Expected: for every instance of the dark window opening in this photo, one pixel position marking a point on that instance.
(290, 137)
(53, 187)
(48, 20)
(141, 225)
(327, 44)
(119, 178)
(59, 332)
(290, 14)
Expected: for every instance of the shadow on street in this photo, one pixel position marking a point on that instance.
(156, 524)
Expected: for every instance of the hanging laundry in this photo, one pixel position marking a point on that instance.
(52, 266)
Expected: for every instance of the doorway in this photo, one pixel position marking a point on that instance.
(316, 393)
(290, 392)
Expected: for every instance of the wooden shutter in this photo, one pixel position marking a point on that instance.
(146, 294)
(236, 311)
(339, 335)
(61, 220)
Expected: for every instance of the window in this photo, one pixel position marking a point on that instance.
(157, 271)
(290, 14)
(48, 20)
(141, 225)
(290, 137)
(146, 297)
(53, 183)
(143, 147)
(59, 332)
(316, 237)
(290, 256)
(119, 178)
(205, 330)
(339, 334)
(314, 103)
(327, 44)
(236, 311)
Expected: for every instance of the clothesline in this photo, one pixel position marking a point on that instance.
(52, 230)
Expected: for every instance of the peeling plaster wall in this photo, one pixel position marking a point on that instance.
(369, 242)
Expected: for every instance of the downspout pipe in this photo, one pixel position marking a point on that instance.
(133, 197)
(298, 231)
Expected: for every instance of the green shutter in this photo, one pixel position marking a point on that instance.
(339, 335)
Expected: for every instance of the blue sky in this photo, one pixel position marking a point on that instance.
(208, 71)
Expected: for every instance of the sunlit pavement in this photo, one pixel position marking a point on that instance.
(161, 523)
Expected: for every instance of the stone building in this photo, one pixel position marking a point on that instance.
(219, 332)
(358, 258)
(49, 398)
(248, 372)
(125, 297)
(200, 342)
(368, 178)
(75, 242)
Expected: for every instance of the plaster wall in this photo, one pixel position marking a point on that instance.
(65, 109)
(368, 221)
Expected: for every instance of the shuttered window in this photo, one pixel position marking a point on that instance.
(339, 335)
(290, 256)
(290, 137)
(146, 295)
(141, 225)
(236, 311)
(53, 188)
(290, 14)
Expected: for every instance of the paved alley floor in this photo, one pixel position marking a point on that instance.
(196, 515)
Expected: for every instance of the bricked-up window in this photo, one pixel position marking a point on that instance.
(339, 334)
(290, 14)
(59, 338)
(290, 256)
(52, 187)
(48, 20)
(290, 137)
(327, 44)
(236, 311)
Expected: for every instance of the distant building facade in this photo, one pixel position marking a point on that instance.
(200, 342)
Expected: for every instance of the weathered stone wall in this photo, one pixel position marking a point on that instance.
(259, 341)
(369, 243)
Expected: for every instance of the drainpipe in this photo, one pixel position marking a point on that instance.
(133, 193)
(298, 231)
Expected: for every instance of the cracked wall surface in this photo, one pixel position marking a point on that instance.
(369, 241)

THE TASK
The full set of lines above should be retyped without a single change.

YOUR SOLUTION
Expected: for every instance of the dark window opening in this photo, one pixel position marking a point on that instance.
(290, 137)
(53, 187)
(48, 20)
(141, 225)
(327, 44)
(119, 178)
(59, 332)
(290, 14)
Expected: for every instance of the shadow on street in this photo, one pixel position marking a point on that instance.
(156, 524)
Expected: for every instance of the hanging laundry in this photo, one pixel position marking a point on that instance.
(52, 266)
Expected: for every instance of the doorway in this photo, one pixel position marking a point on that instance.
(316, 393)
(290, 392)
Expected: for every instance of the wooden shutter in this photo, one pixel position marking a point on that instance.
(146, 294)
(236, 311)
(339, 335)
(61, 220)
Expected: for every instance of the window in this photo, one pixel position marking a point on that instance.
(157, 271)
(290, 14)
(48, 20)
(141, 225)
(290, 137)
(146, 297)
(53, 183)
(143, 147)
(59, 332)
(316, 237)
(290, 256)
(119, 178)
(205, 330)
(339, 334)
(314, 103)
(327, 44)
(236, 311)
Expected: for every instance of the clothesline in this photo, one pixel position marking a point on that instance.
(52, 230)
Expected: for every instance of the peeling plaster wall in this photo, one pixel position marking a point on that instance.
(369, 242)
Expected: for every instance of the downspout pipe in this photo, one pixel position marking a point on that instance.
(133, 197)
(298, 231)
Expected: for every instance of the green shutter in this photo, one pixel position marking a point on that instance.
(339, 335)
Expected: for every instance of the blue sky in this photo, one pixel position marking a point on that instance.
(208, 71)
Expected: for every instance of the sunlit pavement in this photo, one pixel position marking a point on that instance.
(161, 523)
Expected: for every instance of the stone building in this photo, one pixel position marking a point on that instance.
(219, 332)
(358, 258)
(49, 398)
(248, 372)
(125, 297)
(200, 342)
(368, 178)
(75, 242)
Expected: for every instance of the plaster wall in this photo, one pixel position marking a point on that instance.
(65, 109)
(368, 221)
Expected: for every instance of the shuttered window in this photo, one pixel position marking a point on that instance.
(339, 335)
(290, 256)
(290, 137)
(146, 295)
(141, 225)
(236, 311)
(53, 188)
(290, 14)
Expected: for every instance of the paved alley floor in this photo, one pixel position marking a point on that instance.
(196, 515)
Expected: for every instance of the bricked-up window in this photo, one pixel position marking a point on that instance.
(339, 334)
(290, 14)
(59, 338)
(290, 256)
(52, 187)
(48, 20)
(290, 137)
(327, 44)
(236, 311)
Expected: for every instance of the distant building facade in this photo, one pixel position marking a point on that instance.
(200, 342)
Expected: for every instance of the weathered stone wall in this photo, one pixel position marking a point on that instance.
(259, 341)
(369, 243)
Expected: for every instance of the drainpipe in this photo, one pixel position marking a point on that instance.
(133, 193)
(298, 231)
Expected: for every instance of the cracked wall surface in this photo, one pixel position marking a point on that instance.
(369, 241)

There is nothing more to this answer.